# [Short problem]
Reproduce all of the records below verbatim, omitting the picture.

# [Point annotation dataset records]
↓

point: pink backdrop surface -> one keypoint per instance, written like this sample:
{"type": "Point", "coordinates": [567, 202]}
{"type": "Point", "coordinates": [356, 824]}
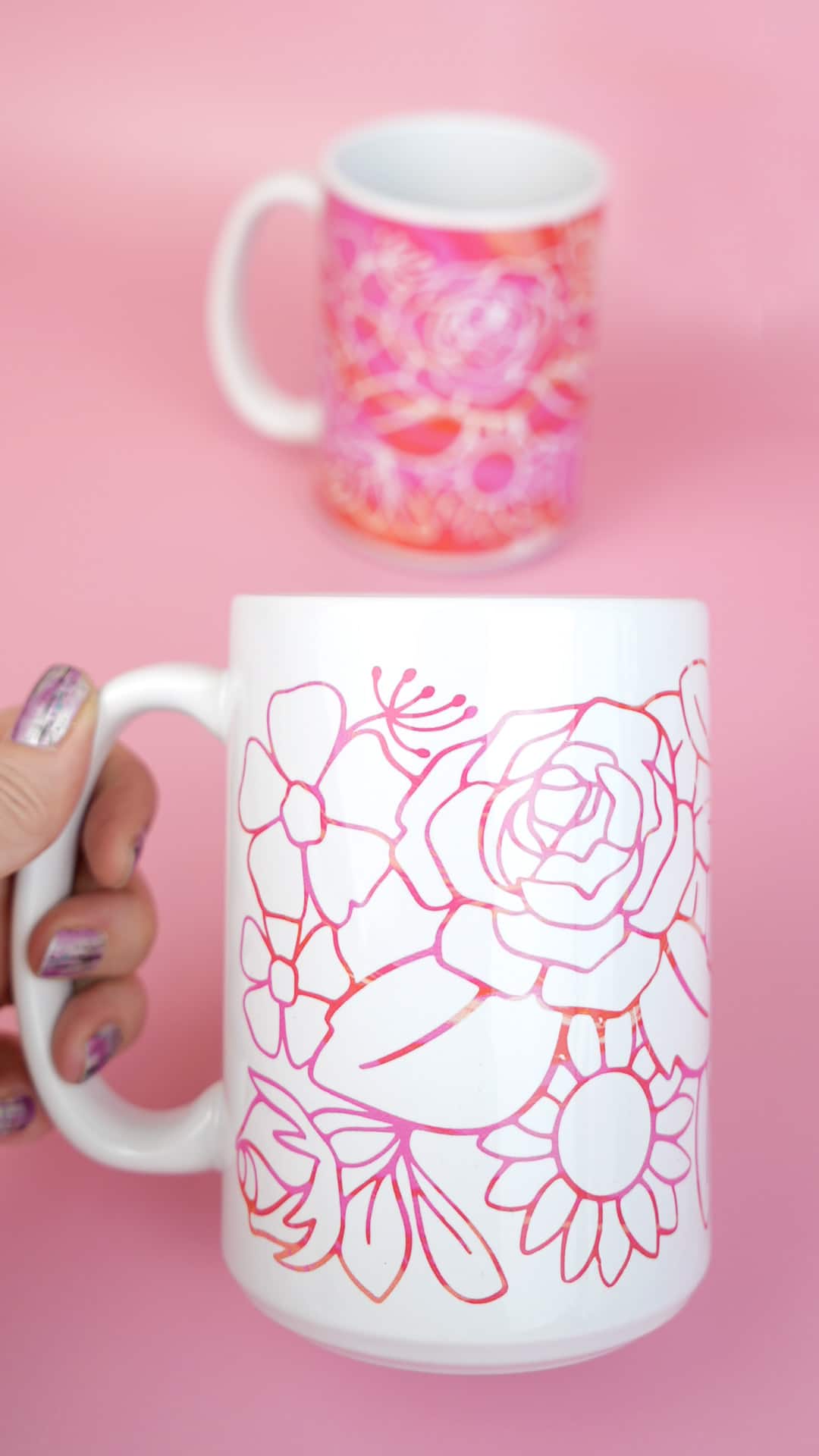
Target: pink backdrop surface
{"type": "Point", "coordinates": [134, 507]}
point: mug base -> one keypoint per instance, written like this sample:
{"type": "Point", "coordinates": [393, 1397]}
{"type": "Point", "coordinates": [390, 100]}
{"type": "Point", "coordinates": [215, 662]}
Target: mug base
{"type": "Point", "coordinates": [522, 1357]}
{"type": "Point", "coordinates": [516, 552]}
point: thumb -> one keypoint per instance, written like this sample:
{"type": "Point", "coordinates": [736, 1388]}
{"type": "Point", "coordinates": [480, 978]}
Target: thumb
{"type": "Point", "coordinates": [44, 764]}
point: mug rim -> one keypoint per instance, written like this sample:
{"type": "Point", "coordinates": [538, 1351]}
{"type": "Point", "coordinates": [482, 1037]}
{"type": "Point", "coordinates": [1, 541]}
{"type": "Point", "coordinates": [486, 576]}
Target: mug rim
{"type": "Point", "coordinates": [575, 204]}
{"type": "Point", "coordinates": [474, 599]}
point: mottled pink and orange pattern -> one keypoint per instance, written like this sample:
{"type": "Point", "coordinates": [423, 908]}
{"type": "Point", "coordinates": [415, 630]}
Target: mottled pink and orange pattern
{"type": "Point", "coordinates": [455, 379]}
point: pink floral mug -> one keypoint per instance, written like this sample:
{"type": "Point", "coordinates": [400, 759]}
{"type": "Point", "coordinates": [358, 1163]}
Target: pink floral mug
{"type": "Point", "coordinates": [458, 305]}
{"type": "Point", "coordinates": [464, 1112]}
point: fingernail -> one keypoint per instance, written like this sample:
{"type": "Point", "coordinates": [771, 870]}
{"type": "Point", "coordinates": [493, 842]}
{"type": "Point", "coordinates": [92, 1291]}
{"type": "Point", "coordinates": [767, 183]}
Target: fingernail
{"type": "Point", "coordinates": [74, 952]}
{"type": "Point", "coordinates": [52, 708]}
{"type": "Point", "coordinates": [99, 1049]}
{"type": "Point", "coordinates": [17, 1112]}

↑

# [The completed task]
point: pink backdrop surface -> one keypoint per instance, written like this sample:
{"type": "Point", "coordinates": [567, 202]}
{"type": "Point", "coordinates": [356, 824]}
Target: pink backdrop surface
{"type": "Point", "coordinates": [134, 507]}
point: mug base -> one keypoint per instance, written like this sample:
{"type": "Point", "coordinates": [393, 1397]}
{"type": "Point", "coordinates": [390, 100]}
{"type": "Point", "coordinates": [215, 662]}
Target: mug base
{"type": "Point", "coordinates": [522, 1357]}
{"type": "Point", "coordinates": [516, 552]}
point: thumb -> one keypoint per instance, written like this sample:
{"type": "Point", "coordinates": [736, 1388]}
{"type": "Point", "coordinates": [480, 978]}
Target: thumb
{"type": "Point", "coordinates": [44, 764]}
point: mug rim -> one keypoint per instance, written like this sample:
{"type": "Point", "coordinates": [538, 1351]}
{"type": "Point", "coordinates": [482, 1037]}
{"type": "Point", "coordinates": [1, 541]}
{"type": "Point", "coordinates": [486, 576]}
Target: mug rim
{"type": "Point", "coordinates": [575, 204]}
{"type": "Point", "coordinates": [474, 599]}
point: mottled pink and orange pattern -> one keypoint per instance, written like this sample:
{"type": "Point", "coordinates": [423, 908]}
{"type": "Point", "coordinates": [415, 630]}
Target: mottled pink and orange pattern
{"type": "Point", "coordinates": [455, 379]}
point: pink floral mug -> one keypoint per instance, written like this sample:
{"type": "Point", "coordinates": [400, 759]}
{"type": "Point", "coordinates": [358, 1163]}
Target: pink floral mug
{"type": "Point", "coordinates": [458, 305]}
{"type": "Point", "coordinates": [464, 1112]}
point: fingernail -> one keypoint per instance, written like this sample:
{"type": "Point", "coordinates": [771, 870]}
{"type": "Point", "coordinates": [493, 842]}
{"type": "Point", "coordinates": [92, 1291]}
{"type": "Point", "coordinates": [767, 183]}
Target: fingernail
{"type": "Point", "coordinates": [74, 952]}
{"type": "Point", "coordinates": [52, 708]}
{"type": "Point", "coordinates": [99, 1049]}
{"type": "Point", "coordinates": [17, 1112]}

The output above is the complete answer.